§ The records
►
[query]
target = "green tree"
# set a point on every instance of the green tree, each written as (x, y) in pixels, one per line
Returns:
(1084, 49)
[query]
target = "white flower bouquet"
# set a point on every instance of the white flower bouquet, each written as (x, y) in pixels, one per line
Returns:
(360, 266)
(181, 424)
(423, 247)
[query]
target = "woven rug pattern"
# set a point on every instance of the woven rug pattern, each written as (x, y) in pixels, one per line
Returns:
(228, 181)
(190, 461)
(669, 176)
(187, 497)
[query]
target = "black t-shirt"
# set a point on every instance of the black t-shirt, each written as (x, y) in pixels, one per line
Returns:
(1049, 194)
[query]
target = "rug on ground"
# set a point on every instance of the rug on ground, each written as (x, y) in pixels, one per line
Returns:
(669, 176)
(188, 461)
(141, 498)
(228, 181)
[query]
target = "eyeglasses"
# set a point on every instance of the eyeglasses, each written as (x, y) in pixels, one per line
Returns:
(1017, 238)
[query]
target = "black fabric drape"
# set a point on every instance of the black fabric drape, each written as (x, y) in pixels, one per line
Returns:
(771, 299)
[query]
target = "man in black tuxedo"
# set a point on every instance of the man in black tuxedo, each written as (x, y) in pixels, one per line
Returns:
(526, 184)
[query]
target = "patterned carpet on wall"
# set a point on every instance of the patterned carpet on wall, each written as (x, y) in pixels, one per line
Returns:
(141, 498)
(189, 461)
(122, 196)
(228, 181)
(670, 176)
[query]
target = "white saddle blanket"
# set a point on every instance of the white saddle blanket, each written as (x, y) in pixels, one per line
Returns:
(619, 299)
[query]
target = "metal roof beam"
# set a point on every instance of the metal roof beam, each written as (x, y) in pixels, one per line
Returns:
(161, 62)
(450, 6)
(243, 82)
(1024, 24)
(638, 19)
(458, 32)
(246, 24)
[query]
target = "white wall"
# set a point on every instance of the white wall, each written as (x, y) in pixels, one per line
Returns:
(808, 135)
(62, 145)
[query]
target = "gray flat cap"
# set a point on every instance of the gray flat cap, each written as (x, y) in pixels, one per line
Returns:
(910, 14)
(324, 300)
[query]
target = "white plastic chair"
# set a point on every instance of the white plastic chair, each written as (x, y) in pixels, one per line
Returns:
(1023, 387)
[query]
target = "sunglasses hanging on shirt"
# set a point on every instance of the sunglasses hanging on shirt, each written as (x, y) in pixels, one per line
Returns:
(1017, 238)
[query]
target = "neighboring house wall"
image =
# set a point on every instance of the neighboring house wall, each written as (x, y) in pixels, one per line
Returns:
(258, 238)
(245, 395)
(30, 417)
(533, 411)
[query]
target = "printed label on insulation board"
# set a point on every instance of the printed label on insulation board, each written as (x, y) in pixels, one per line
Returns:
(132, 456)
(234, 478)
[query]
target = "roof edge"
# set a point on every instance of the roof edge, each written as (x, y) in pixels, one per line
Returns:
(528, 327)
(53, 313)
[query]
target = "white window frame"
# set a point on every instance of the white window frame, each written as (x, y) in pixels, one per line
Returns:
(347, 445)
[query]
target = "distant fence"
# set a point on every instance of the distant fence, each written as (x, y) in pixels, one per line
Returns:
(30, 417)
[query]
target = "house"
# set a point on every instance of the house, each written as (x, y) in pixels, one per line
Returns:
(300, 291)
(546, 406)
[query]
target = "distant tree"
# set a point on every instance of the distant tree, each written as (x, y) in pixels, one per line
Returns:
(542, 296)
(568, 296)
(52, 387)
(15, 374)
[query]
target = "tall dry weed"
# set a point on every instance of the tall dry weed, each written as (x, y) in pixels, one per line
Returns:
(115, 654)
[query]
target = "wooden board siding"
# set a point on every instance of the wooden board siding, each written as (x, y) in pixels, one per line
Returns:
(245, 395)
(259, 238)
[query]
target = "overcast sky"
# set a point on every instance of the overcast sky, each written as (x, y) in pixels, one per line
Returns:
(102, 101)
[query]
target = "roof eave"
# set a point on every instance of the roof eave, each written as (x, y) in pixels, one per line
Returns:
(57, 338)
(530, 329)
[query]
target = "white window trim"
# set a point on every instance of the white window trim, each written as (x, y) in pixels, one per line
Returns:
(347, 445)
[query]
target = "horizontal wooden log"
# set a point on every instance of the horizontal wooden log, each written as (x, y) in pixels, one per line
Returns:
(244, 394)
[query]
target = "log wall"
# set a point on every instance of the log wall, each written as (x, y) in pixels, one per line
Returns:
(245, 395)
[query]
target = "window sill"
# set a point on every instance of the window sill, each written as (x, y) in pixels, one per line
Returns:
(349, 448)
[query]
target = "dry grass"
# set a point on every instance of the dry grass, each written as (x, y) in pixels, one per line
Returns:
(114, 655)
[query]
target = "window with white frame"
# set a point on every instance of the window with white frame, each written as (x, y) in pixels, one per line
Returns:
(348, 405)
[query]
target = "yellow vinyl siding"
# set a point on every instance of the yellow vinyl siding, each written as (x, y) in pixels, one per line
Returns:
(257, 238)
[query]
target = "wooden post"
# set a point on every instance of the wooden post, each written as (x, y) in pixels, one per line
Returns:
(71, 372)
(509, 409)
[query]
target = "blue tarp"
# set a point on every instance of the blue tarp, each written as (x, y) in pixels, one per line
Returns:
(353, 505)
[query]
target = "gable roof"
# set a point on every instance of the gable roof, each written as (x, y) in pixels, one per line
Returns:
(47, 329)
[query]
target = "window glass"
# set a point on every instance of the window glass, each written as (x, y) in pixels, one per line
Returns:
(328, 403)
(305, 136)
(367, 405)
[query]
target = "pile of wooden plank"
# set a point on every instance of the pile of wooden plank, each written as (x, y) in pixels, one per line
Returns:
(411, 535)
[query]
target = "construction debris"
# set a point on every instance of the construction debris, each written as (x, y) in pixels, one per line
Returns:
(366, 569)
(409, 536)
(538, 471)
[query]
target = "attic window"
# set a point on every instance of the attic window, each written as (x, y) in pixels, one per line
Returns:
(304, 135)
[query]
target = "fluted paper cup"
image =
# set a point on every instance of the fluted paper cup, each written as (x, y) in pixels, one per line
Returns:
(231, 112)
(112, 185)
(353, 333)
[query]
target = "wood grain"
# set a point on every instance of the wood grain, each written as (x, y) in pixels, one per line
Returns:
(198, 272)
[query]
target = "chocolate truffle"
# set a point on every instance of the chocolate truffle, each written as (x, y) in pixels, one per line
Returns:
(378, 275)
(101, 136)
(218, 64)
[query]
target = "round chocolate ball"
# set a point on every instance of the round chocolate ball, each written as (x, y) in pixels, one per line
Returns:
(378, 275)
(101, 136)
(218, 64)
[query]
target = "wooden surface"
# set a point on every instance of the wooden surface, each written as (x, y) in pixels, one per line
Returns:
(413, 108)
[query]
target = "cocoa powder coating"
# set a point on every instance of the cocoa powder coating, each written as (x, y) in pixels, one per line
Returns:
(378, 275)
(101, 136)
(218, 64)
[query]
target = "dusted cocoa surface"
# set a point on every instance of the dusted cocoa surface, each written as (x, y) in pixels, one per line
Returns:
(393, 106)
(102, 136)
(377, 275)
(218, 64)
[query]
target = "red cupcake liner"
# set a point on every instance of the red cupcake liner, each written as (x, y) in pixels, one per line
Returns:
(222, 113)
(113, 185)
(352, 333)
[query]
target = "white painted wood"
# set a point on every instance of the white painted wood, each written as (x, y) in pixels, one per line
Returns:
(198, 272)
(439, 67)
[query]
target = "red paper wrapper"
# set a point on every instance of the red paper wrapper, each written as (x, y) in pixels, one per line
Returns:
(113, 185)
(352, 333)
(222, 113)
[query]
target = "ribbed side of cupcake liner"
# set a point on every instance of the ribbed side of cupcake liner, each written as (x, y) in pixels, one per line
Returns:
◄
§ Task
Write the data back out verbatim.

§ Result of the exercise
[query]
target = "green tree"
# set a point on every instance of the green tree, each written as (x, y) in pixels, one per line
Returns:
(1084, 49)
[query]
target = "white flower bouquet"
# set a point on every instance of the white flower bouquet, each written as (x, y) in pixels, one per line
Returns:
(360, 266)
(181, 424)
(423, 247)
[query]
target = "woven rug pattern"
# set a point on every instance of the woven rug pattern, each written as (x, y) in pixels, one per line
Returns:
(228, 181)
(190, 461)
(669, 176)
(187, 497)
[query]
target = "black t-shirt"
# set a point on every instance of the black t-shirt, each written as (x, y) in pixels, one per line
Returns:
(1049, 194)
[query]
target = "rug on ground"
# set a point on every instance of the rug on ground, each written as (x, y) in pixels, one per line
Returns:
(669, 176)
(188, 461)
(141, 498)
(228, 181)
[query]
target = "eyeglasses"
# set a point on every instance of the eyeglasses, each written as (x, y) in pixels, one per line
Returns:
(1017, 238)
[query]
target = "black fabric drape"
# set a point on every instance of the black fabric drape, each written as (x, y) in pixels, one per line
Returns:
(771, 299)
[query]
target = "man in black tuxedo"
# set a point on every instance of the man in black tuxedo, each written as (x, y) in pixels, one per line
Returns:
(526, 184)
[query]
target = "patterned carpet on wall"
# set a point on every instance of the patterned carpet on wall, each written as (x, y) in pixels, one per line
Returns:
(141, 498)
(189, 461)
(122, 196)
(228, 181)
(670, 176)
[query]
target = "white saddle blanket"
# set a point on every instance of the white saddle blanket, each written as (x, y) in pixels, one per line
Returns:
(619, 299)
[query]
target = "metal roof beam"
# set a point on every instance of the metal roof beam, each written as (x, y) in pixels, one per line
Returns:
(161, 62)
(450, 6)
(243, 82)
(1024, 24)
(638, 19)
(458, 32)
(246, 24)
[query]
target = "white wall"
# set a point on every instance of the white wall, each written as (x, y) in pixels, one per line
Returns:
(808, 135)
(62, 145)
[query]
target = "gray flat cap"
# set a point on every instance of the gray flat cap, each written as (x, y) in pixels, one per line
Returns:
(910, 14)
(324, 300)
[query]
target = "white plastic chair"
# set a point on every instance of the white plastic chair, each written as (x, y) in pixels, one per line
Returns:
(1023, 387)
[query]
target = "sunglasses hanging on shirt"
# set a point on every instance of the sunglasses hanging on shirt, each written as (x, y) in pixels, one per line
Returns:
(1017, 238)
[query]
target = "neighboring house wall"
image =
# set a point on every instance of the neighboring house wall, each written as (x, y) in pixels, one per line
Returns:
(258, 238)
(245, 395)
(30, 417)
(533, 411)
[query]
target = "printed label on insulation board"
# set a point on every instance of the printed label on insulation board, each written as (x, y) in pixels, one per line
Returns:
(132, 456)
(234, 478)
[query]
target = "roof edge"
# set a point on every instance of the roof edge, each written as (x, y) in pixels, one per line
Returns:
(528, 327)
(53, 313)
[query]
target = "white window frame"
# set a point on every instance of the white window frame, each written as (x, y) in pixels, one per line
Returns:
(347, 445)
[query]
target = "distant fence"
# set a point on every instance of the distant fence, each written as (x, y) in pixels, one per line
Returns:
(30, 417)
[query]
target = "house"
# set a point on every instance of the house, each written as (x, y) in pixels, one per line
Returns:
(300, 291)
(546, 406)
[query]
target = "distant tree"
# set a point on every instance of the distant tree, each written as (x, y) in pixels, one per line
Returns:
(542, 296)
(568, 296)
(52, 387)
(15, 374)
[query]
target = "tall dry weed"
# set a point on every instance of the tall dry weed, each written as (x, y) in pixels, one per line
Returns:
(115, 654)
[query]
target = "wooden board siding"
# set a point on every instance of the wooden board siding, each written as (x, y) in pixels, one per line
Returns:
(245, 395)
(259, 238)
[query]
target = "overcast sky"
# set a point on every instance of the overcast sky, each written as (x, y) in pixels, one per line
Returns:
(102, 101)
[query]
target = "roof eave"
# set a point on every instance of the roof eave, each written as (x, y) in pixels, one per line
Returns:
(57, 338)
(530, 329)
[query]
target = "white window trim"
# set a point on every instance of the white window trim, each written as (x, y) in pixels, one per line
Returns:
(347, 445)
[query]
target = "horizontal wooden log"
# set a point on every instance of the horizontal wooden log, each written as (x, y) in pixels, one per line
Returns:
(244, 394)
[query]
target = "log wall"
# set a point on every instance of the log wall, each written as (x, y) in pixels, one per line
Returns:
(245, 395)
[query]
target = "window sill"
# set a point on every instance of the window sill, each written as (x, y) in pixels, one per line
Returns:
(349, 448)
[query]
target = "dry grass"
# set a point on every instance of the dry grass, each written as (x, y) in pixels, one per line
Returns:
(114, 655)
[query]
target = "window with white frame"
# set a point on every instance of the window with white frame, each written as (x, y) in pixels, one per line
Returns:
(348, 405)
[query]
target = "yellow vinyl siding"
# set a point on every instance of the yellow vinyl siding, each written as (x, y) in pixels, one per line
Returns:
(257, 238)
[query]
target = "wooden post"
# set a point on every instance of the wooden post, each written as (x, y) in pixels, one per line
Returns:
(71, 372)
(509, 409)
[query]
target = "blue tarp"
# set a point on every instance of the blue tarp, each written as (x, y) in pixels, one per line
Returns:
(353, 505)
[query]
target = "gable roof"
# set a point on every instance of the gable roof, each written as (x, y) in pixels, one per line
Returns:
(47, 329)
[query]
target = "window glass"
# set a point on every instance of the window glass, each written as (x, y) in pixels, one per line
Returns:
(328, 403)
(305, 136)
(367, 405)
[query]
target = "pile of wooden plank"
# set a point on every instance of the pile of wooden plank, each written as (x, y) in pixels, one per line
Returns:
(411, 535)
[query]
target = "construction debris"
# set a point on every instance of the construction debris, each written as (x, y) in pixels, one per line
Returns:
(366, 569)
(409, 536)
(538, 471)
[query]
target = "attic window"
# set a point on every instance of the attic window, each written as (x, y) in pixels, one per line
Returns:
(304, 135)
[query]
target = "fluted paper cup"
image =
# set a point on every instance of the fluted paper cup, each written as (x, y) in pixels, one per line
Returns:
(231, 112)
(112, 185)
(353, 333)
[query]
target = "wood grain"
# set a point on every instance of the wood grain, each written as (x, y) in pixels, one per line
Returns:
(198, 272)
[query]
target = "chocolate truffle"
# set a point on every instance of the chocolate truffle, each written as (x, y) in pixels, one per line
Returns:
(378, 275)
(101, 136)
(218, 64)
[query]
target = "round chocolate ball"
# set a point on every instance of the round chocolate ball, each written as (x, y) in pixels, one per line
Returns:
(378, 275)
(101, 136)
(218, 64)
[query]
target = "wooden surface"
# set a point on every instance of the wooden surface, each written as (x, y) in pixels, one per line
Returns:
(413, 108)
[query]
target = "cocoa powder coating"
# set a point on every instance of the cocoa powder coating, each written as (x, y) in pixels, one per line
Returns:
(378, 275)
(101, 136)
(218, 64)
[query]
target = "dusted cocoa surface"
# set a point on every instance of the dusted cocoa surface, each written as (x, y) in pixels, one per line
Returns:
(393, 106)
(102, 136)
(377, 275)
(218, 64)
[query]
target = "red cupcake liner"
# set a point on every instance of the red cupcake liner, each written as (x, y) in pixels, one per line
Returns:
(222, 113)
(113, 185)
(352, 333)
[query]
target = "white painted wood"
# set a point on every instance of the white painted wood, each written as (x, y) in pixels, one per line
Returns:
(198, 272)
(439, 67)
[query]
target = "red paper wrapper"
# set a point on every instance of the red paper wrapper, each written as (x, y) in pixels, one per line
Returns:
(113, 185)
(352, 333)
(222, 113)
[query]
target = "ribbed side of cupcake liner"
# set a point on every instance of the ribbed side of cupcake liner, each written as (x, y) in pixels, one per line
Returns:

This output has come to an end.